— Aufgabe 1 —
Wem wird im Text über das Lag-Baomer-Fest in Meron zugeschrieben, den Sohar verfasst zu haben?
— Aufgabe 2 —
Entnehmen Sie dem Text über das Lag-Baomer-Fest in Meron wörtlich den Abschnitt von "Bollag möchte zunächst" bis "bisher widerstehen können.".
— Aufgabe 3 —
Setzen Sie den Text über das Lag-Baomer-Fest in Meron im Anschluss an seinen letzten Satz fort.

— Zu untersuchender Text —

.....

Bollag möchte zunächst die Grössenverhältnisse einordnen, die das Lag-Baomer-Fest in Meron hat: «Normalerweise kommen jährlich in den zwei oder drei Tagen etwa 250'000 Menschen an den Ort. Es ist also ein riesiger Anlass.» Dieses Jahr seien es, vor allem wegen Corona, «nur» 100'000 gewesen. «Ich habe einen Sohn, der in dieser Ortschaft wohnt. Wir waren zufällig vor zwei Wochen dort über Schabbat», erinnert sich der Rabbiner.
Am Grossanlass selbst war er allerdings noch nie. «Das ist nicht meine Schiene, der ganze Anlass ist stark vom Mystischen geprägt. Ich gehöre eher der Schule der Rationalisten an.» Der Einladung und den Bitten seines Sohnes, diesem Erlebnis einmal in persona beizuwohnen, habe er bisher widerstehen können.
Darum ist Lag Baomer so bedeutsam
Die Bedeutung des Festes speise sich aus einer Kombination verschiedener Dinge, erklärt er. «Erstens ist es das Todesdatum eines grossen Gelehrten des zweiten Jahrhunderts: Shimon bar Jochai wird zugeschrieben, das erste grosse bedeutende Werk der jüdischen Mystik verfasst zu haben – den Sohar.» Am Wallfahrtsort in Meron soll er begraben worden sein.
Bedeutend sei dieser Aspekt vor allem für die Chassiden, einer orthodoxen Strömung, die vor 300 Jahren entstanden ist. «Der allergrösste Teil der Menschen, die Lag Baomer in Meron feiern, gehören dieser Strömung an», sagt Bollag. Für sie sei die jüdische Mystik von grösster Bedeutung.
Der Tag ist nicht nur für die Chassiden wichtig: «Auch die zionistische Bewegung hat diesen Tag adoptiert, aber mit einer ganz anderen Bedeutung», erklärt Bollag. Nämlich, «indem ein Zusammenhang hergestellt wird mit der Bar-Kochba-Revolte gegen die Römer in den Jahren von 132 bis 135. Für die zionistische Bewegung ist die Komponente des Sich-Wehrens von zentraler Wichtigkeit.» Deswegen werden normalerweise an Tausenden Orten in Israel Feuer entfacht.

.....

— Vorliegende Daten —
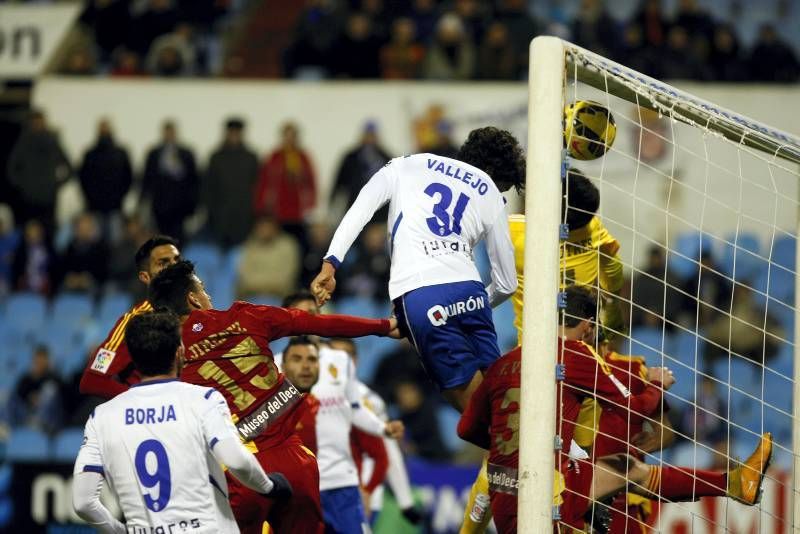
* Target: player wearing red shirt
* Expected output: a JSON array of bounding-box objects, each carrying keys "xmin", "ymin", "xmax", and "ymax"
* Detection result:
[
  {"xmin": 149, "ymin": 261, "xmax": 396, "ymax": 534},
  {"xmin": 458, "ymin": 286, "xmax": 772, "ymax": 533},
  {"xmin": 79, "ymin": 235, "xmax": 181, "ymax": 399}
]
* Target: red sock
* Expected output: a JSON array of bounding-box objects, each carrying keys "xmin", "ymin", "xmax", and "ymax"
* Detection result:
[{"xmin": 645, "ymin": 465, "xmax": 728, "ymax": 501}]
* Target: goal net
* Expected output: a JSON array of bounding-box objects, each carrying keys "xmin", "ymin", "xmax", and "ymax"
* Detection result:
[{"xmin": 519, "ymin": 37, "xmax": 800, "ymax": 534}]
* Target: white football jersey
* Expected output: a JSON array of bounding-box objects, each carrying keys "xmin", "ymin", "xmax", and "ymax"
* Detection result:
[
  {"xmin": 75, "ymin": 379, "xmax": 239, "ymax": 534},
  {"xmin": 311, "ymin": 346, "xmax": 384, "ymax": 491},
  {"xmin": 326, "ymin": 154, "xmax": 517, "ymax": 305}
]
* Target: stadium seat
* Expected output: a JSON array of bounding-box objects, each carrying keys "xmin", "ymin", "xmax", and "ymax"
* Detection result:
[
  {"xmin": 492, "ymin": 299, "xmax": 517, "ymax": 354},
  {"xmin": 53, "ymin": 428, "xmax": 83, "ymax": 462},
  {"xmin": 437, "ymin": 404, "xmax": 464, "ymax": 453},
  {"xmin": 48, "ymin": 293, "xmax": 94, "ymax": 329},
  {"xmin": 667, "ymin": 232, "xmax": 711, "ymax": 278},
  {"xmin": 3, "ymin": 293, "xmax": 47, "ymax": 342},
  {"xmin": 626, "ymin": 327, "xmax": 666, "ymax": 365},
  {"xmin": 6, "ymin": 428, "xmax": 50, "ymax": 462},
  {"xmin": 721, "ymin": 232, "xmax": 768, "ymax": 282}
]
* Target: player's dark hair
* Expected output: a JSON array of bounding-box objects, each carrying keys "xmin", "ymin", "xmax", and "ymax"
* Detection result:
[
  {"xmin": 281, "ymin": 289, "xmax": 317, "ymax": 308},
  {"xmin": 147, "ymin": 260, "xmax": 197, "ymax": 315},
  {"xmin": 563, "ymin": 285, "xmax": 597, "ymax": 328},
  {"xmin": 456, "ymin": 126, "xmax": 525, "ymax": 192},
  {"xmin": 561, "ymin": 169, "xmax": 600, "ymax": 230},
  {"xmin": 134, "ymin": 235, "xmax": 178, "ymax": 271},
  {"xmin": 283, "ymin": 336, "xmax": 319, "ymax": 354},
  {"xmin": 125, "ymin": 311, "xmax": 181, "ymax": 376}
]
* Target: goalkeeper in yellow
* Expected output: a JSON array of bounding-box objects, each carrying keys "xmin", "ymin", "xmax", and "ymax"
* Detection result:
[{"xmin": 461, "ymin": 169, "xmax": 624, "ymax": 534}]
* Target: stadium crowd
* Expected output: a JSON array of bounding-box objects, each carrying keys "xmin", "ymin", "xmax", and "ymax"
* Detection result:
[{"xmin": 61, "ymin": 0, "xmax": 800, "ymax": 83}]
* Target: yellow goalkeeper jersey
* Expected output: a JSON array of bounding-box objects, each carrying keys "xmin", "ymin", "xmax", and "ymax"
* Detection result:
[{"xmin": 508, "ymin": 214, "xmax": 624, "ymax": 344}]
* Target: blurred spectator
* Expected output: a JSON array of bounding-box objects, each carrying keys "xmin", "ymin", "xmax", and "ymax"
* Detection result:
[
  {"xmin": 706, "ymin": 284, "xmax": 783, "ymax": 364},
  {"xmin": 331, "ymin": 12, "xmax": 381, "ymax": 78},
  {"xmin": 673, "ymin": 0, "xmax": 714, "ymax": 41},
  {"xmin": 201, "ymin": 118, "xmax": 258, "ymax": 248},
  {"xmin": 284, "ymin": 0, "xmax": 343, "ymax": 77},
  {"xmin": 145, "ymin": 24, "xmax": 197, "ymax": 76},
  {"xmin": 61, "ymin": 47, "xmax": 97, "ymax": 76},
  {"xmin": 300, "ymin": 220, "xmax": 331, "ymax": 287},
  {"xmin": 680, "ymin": 376, "xmax": 728, "ymax": 444},
  {"xmin": 572, "ymin": 0, "xmax": 619, "ymax": 57},
  {"xmin": 111, "ymin": 48, "xmax": 144, "ymax": 76},
  {"xmin": 142, "ymin": 120, "xmax": 200, "ymax": 241},
  {"xmin": 108, "ymin": 215, "xmax": 152, "ymax": 301},
  {"xmin": 683, "ymin": 251, "xmax": 732, "ymax": 328},
  {"xmin": 236, "ymin": 215, "xmax": 300, "ymax": 298},
  {"xmin": 128, "ymin": 0, "xmax": 180, "ymax": 57},
  {"xmin": 341, "ymin": 223, "xmax": 391, "ymax": 301},
  {"xmin": 374, "ymin": 342, "xmax": 436, "ymax": 399},
  {"xmin": 7, "ymin": 111, "xmax": 72, "ymax": 236},
  {"xmin": 0, "ymin": 204, "xmax": 20, "ymax": 298},
  {"xmin": 660, "ymin": 26, "xmax": 703, "ymax": 80},
  {"xmin": 709, "ymin": 24, "xmax": 749, "ymax": 82},
  {"xmin": 80, "ymin": 119, "xmax": 133, "ymax": 226},
  {"xmin": 496, "ymin": 0, "xmax": 539, "ymax": 77},
  {"xmin": 253, "ymin": 122, "xmax": 317, "ymax": 245},
  {"xmin": 478, "ymin": 22, "xmax": 517, "ymax": 80},
  {"xmin": 633, "ymin": 0, "xmax": 667, "ymax": 49},
  {"xmin": 453, "ymin": 0, "xmax": 489, "ymax": 43},
  {"xmin": 81, "ymin": 0, "xmax": 131, "ymax": 61},
  {"xmin": 422, "ymin": 13, "xmax": 475, "ymax": 80},
  {"xmin": 631, "ymin": 245, "xmax": 684, "ymax": 331},
  {"xmin": 58, "ymin": 213, "xmax": 109, "ymax": 292},
  {"xmin": 394, "ymin": 381, "xmax": 448, "ymax": 460},
  {"xmin": 410, "ymin": 0, "xmax": 439, "ymax": 45},
  {"xmin": 750, "ymin": 24, "xmax": 800, "ymax": 83},
  {"xmin": 428, "ymin": 118, "xmax": 458, "ymax": 158},
  {"xmin": 11, "ymin": 345, "xmax": 63, "ymax": 433},
  {"xmin": 11, "ymin": 219, "xmax": 56, "ymax": 295},
  {"xmin": 620, "ymin": 22, "xmax": 661, "ymax": 78},
  {"xmin": 330, "ymin": 120, "xmax": 391, "ymax": 221},
  {"xmin": 381, "ymin": 17, "xmax": 425, "ymax": 80}
]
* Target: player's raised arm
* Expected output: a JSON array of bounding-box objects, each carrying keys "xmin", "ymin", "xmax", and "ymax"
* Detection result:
[
  {"xmin": 486, "ymin": 210, "xmax": 517, "ymax": 307},
  {"xmin": 311, "ymin": 162, "xmax": 394, "ymax": 305},
  {"xmin": 201, "ymin": 389, "xmax": 292, "ymax": 498},
  {"xmin": 72, "ymin": 413, "xmax": 126, "ymax": 534}
]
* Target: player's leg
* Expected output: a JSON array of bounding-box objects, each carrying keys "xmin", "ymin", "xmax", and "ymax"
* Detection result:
[
  {"xmin": 459, "ymin": 455, "xmax": 490, "ymax": 534},
  {"xmin": 320, "ymin": 486, "xmax": 370, "ymax": 534},
  {"xmin": 256, "ymin": 436, "xmax": 324, "ymax": 534}
]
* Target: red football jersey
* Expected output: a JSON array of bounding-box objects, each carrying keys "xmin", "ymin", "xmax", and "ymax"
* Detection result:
[
  {"xmin": 181, "ymin": 302, "xmax": 389, "ymax": 449},
  {"xmin": 592, "ymin": 352, "xmax": 661, "ymax": 458},
  {"xmin": 556, "ymin": 339, "xmax": 661, "ymax": 453},
  {"xmin": 78, "ymin": 300, "xmax": 153, "ymax": 399},
  {"xmin": 458, "ymin": 347, "xmax": 522, "ymax": 516}
]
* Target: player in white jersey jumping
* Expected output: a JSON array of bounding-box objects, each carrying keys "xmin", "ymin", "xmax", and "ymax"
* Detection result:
[
  {"xmin": 311, "ymin": 127, "xmax": 525, "ymax": 411},
  {"xmin": 73, "ymin": 312, "xmax": 291, "ymax": 534},
  {"xmin": 283, "ymin": 336, "xmax": 403, "ymax": 534}
]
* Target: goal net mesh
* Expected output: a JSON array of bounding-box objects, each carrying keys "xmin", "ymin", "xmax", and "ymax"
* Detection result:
[{"xmin": 556, "ymin": 43, "xmax": 800, "ymax": 534}]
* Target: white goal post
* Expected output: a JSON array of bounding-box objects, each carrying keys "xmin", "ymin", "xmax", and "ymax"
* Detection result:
[{"xmin": 518, "ymin": 37, "xmax": 800, "ymax": 534}]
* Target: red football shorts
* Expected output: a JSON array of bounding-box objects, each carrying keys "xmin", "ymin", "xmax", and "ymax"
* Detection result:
[
  {"xmin": 560, "ymin": 460, "xmax": 594, "ymax": 530},
  {"xmin": 226, "ymin": 435, "xmax": 325, "ymax": 534}
]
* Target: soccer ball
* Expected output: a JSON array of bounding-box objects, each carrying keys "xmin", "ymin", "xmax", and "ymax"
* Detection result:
[{"xmin": 564, "ymin": 100, "xmax": 617, "ymax": 161}]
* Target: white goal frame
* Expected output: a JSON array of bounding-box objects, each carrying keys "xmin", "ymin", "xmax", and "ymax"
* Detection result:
[{"xmin": 518, "ymin": 37, "xmax": 800, "ymax": 533}]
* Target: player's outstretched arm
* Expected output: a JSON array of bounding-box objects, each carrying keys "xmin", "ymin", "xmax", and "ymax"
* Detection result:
[
  {"xmin": 311, "ymin": 162, "xmax": 394, "ymax": 306},
  {"xmin": 72, "ymin": 471, "xmax": 127, "ymax": 534},
  {"xmin": 486, "ymin": 211, "xmax": 517, "ymax": 307}
]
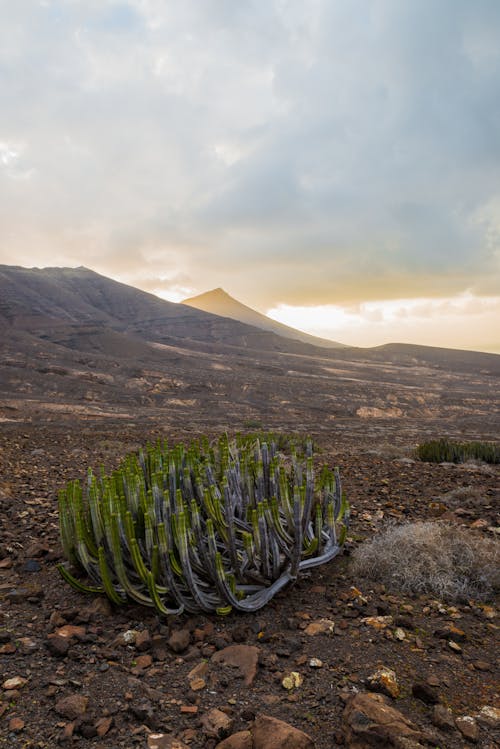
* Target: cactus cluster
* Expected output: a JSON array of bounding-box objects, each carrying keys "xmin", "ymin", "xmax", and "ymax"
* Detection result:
[
  {"xmin": 59, "ymin": 435, "xmax": 349, "ymax": 615},
  {"xmin": 416, "ymin": 438, "xmax": 500, "ymax": 464}
]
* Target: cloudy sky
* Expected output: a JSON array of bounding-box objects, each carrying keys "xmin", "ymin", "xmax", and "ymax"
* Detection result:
[{"xmin": 0, "ymin": 0, "xmax": 500, "ymax": 351}]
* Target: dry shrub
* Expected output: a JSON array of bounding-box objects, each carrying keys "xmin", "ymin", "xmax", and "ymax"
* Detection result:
[{"xmin": 354, "ymin": 522, "xmax": 500, "ymax": 601}]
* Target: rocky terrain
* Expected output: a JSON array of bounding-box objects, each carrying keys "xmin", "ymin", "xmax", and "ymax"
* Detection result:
[{"xmin": 0, "ymin": 271, "xmax": 500, "ymax": 749}]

.....

— Antwortbereich 1 —
Shimon bar Jochai, einem grossen Gelehrten des zweiten Jahrhunderts.

— Antwortbereich 2 —
Bollag möchte zunächst die Grössenverhältnisse einordnen, die das Lag-Baomer-Fest in Meron hat: «Normalerweise kommen jährlich in den zwei oder drei Tagen etwa 250'000 Menschen an den Ort. Es ist also ein riesiger Anlass.» Dieses Jahr seien es, vor allem wegen Corona, «nur» 100'000 gewesen. «Ich habe einen Sohn, der in dieser Ortschaft wohnt. Wir waren zufällig vor zwei Wochen dort über Schabbat», erinnert sich der Rabbiner.
Am Grossanlass selbst war er allerdings noch nie. «Das ist nicht meine Schiene, der ganze Anlass ist stark vom Mystischen geprägt. Ich gehöre eher der Schule der Rationalisten an.» Der Einladung und den Bitten seines Sohnes, diesem Erlebnis einmal in persona beizuwohnen, habe er bisher widerstehen können.

— Antwortbereich 3 —
Streit zwischen Polizei und Religionsministerium
Auch in Meron brannten die Lagerfeuer, die zum Teil mitverantwortlich gewesen sein sollen für die Katastrophe, wie «Der Spiegel» unter Berufung auf israelische Medien berichtet. Sie hätten die Platzverhältnisse zusätzlich beengt.
Für 10'000 Menschen war die Veranstaltung in diesem Jahr zugelassen. Gekommen sind zehnmal so viele. «Das Gesundheitsministerium war an der Beschränkung interessiert», weiss Bollag. «Doch dann ist ein Streit zwischen der Polizei und dem Religionsministerium entbrannt, wer denn dafür verantwortlich ist, diesen Entscheid in die Praxis umzusetzen.» Weil sie sich nicht einig wurden, sei der Entscheid nicht umgesetzt worden.
Solche Situationen kämen laut Bollag in Israel «leider hin und wieder vor». Im Moment erschwert der Umstand, dass es keine funktionierende Regierung gibt, die Lage. «Politisch gesehen ist Israel in einer schwierigen Situation. Im Moment ist eine Übergangsregierung an der Macht – sie hat weder von der juristischen noch von der politischen Seite her Macht, Möglichkeit und Interesse, sich durchzusetzen.»
Unmöglich, die Auflagen durchzusetzen
Kommt hinzu, dass die Ultraorthodoxen dem Staat gegenüber generell «skeptisch eingestellt» sind, wie es Bollag ausdrückt. «Der Streit ist sicher auch deshalb entstanden, weil sowohl Polizei als auch Religionsministerium genau wussten, dass es unmöglich wird, die Auflagen durchzusetzen.»
Die coronabedingte Totalabsage des Anlasses im vergangenen Jahr habe sich nur mit einem riesigen polizeilichen Aufwand durchsetzen lassen. Das wiederum habe etwas zu tun mit der «Autonomie» der Ultraorthodoxen, die den ganzen Komplex unter Kontrolle haben und sich nicht gern vom Staat dreinreden lassen.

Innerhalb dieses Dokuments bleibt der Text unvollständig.